**Fragmento para leer:**
* * * * * * * * *
Javier Vasserots (Santander, 1973) estudió Derecho y Ciencias Económicas y Empresariales en Madrid. Ha ejercido como abogado y actualmente es financiero y consultor estratégico. Javier ha sido profesor en varias universidades españolas y continúa su labor docente en la Universidad Pontificia de Comillas en Madrid.
Antes de sus dos novelas, El juego de las élites y La condena de las élites , publicó los poemarios Una vida cualquiera y Eso que nos queda.
El brillante estudiante Bernardo Fernández Pinto se gradúa en Derecho por la Gran Universidad de la Capital y, al igual que todos los jóvenes con talento de su generación, aspira a labrarse un gran futuro trabajando en alguno de los grandes bufetes de abogados de la Nación.
* * * * * * * * *
**Ejercicio propuesto A:** Indica si cada afirmación coincide con el fragmento sobre Javier Vasserots, respondiendo sí o no y citando las palabras del fragmento que lo deciden: (i) Javier Vasserots estudió Derecho en Barcelona. (ii) Antes de sus novelas publicó poemarios. (iii) Bernardo Fernández Pinto se gradúa en Medicina.
**Ejercicio propuesto B:** Retoma el fragmento sobre Javier Vasserots y continúalo a partir de su última oración.

**Registros de anotación de posición:**
* * * * * * * * *
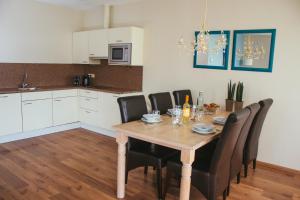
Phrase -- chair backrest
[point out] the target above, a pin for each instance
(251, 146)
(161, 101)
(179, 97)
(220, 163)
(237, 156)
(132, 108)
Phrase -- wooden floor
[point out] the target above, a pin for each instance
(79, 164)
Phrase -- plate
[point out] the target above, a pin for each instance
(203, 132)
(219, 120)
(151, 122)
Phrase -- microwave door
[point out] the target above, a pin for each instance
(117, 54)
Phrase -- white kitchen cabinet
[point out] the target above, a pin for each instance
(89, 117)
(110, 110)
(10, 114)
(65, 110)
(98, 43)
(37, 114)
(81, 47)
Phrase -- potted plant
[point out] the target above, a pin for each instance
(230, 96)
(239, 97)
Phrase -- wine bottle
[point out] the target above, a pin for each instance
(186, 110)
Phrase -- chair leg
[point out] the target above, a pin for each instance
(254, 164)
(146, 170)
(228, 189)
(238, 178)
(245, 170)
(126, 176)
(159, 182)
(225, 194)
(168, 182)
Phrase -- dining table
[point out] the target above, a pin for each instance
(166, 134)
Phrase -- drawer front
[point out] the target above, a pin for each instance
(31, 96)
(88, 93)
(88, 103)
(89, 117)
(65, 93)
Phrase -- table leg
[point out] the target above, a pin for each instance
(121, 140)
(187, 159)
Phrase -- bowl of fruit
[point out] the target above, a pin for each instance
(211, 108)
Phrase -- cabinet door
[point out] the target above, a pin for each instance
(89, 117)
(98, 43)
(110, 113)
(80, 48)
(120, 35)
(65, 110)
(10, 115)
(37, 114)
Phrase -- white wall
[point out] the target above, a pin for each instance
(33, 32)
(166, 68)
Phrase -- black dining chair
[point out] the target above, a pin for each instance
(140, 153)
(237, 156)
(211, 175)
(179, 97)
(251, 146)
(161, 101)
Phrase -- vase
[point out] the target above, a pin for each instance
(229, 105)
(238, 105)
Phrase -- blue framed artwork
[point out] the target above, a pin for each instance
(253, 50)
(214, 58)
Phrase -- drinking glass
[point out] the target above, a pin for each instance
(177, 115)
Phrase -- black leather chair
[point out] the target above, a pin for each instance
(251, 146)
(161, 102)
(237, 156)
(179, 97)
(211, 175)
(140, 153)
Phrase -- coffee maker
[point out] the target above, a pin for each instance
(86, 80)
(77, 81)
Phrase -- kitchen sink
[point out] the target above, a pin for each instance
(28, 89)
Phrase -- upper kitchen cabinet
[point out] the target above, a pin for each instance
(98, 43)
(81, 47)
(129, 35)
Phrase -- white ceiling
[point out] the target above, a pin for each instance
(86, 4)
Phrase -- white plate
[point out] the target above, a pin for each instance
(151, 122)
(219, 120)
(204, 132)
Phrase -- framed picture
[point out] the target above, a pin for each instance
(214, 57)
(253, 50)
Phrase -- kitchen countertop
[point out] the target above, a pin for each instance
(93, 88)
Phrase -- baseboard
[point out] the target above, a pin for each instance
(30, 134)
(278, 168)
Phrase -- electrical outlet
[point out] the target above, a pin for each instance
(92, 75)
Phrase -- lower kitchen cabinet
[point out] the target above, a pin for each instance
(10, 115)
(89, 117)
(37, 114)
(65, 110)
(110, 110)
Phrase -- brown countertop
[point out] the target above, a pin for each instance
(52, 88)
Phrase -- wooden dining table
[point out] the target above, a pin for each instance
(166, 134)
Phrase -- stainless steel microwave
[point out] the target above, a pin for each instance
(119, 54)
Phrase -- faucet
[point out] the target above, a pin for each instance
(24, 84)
* * * * * * * * *
**Resultado del ejercicio A:** (i) No: «estudió Derecho y Ciencias Económicas y Empresariales en Madrid». (ii) Sí: «publicó los poemarios Una vida cualquiera y Eso que nos queda». (iii) No: «se gradúa en Derecho por la Gran Universidad de la Capital».

**Resultado del ejercicio B:**
Su capacidad de trabajo y su inteligencia le permiten alcanzar su sueño. Pero pronto descubrirá las trampas que encierra el mundo de las élites profesionales. El mantenerse fiel a sus principios le acabará pasando factura, y haciéndole experimentar, una tras otra, todas las estaciones de un formidable vía crucis .
El juego del poder a algunos se les va de las manos, atrapando irremediablemente en él a muchos profesionales bienintencionados que sin darse cuenta entran en una espiral que no tiene salida.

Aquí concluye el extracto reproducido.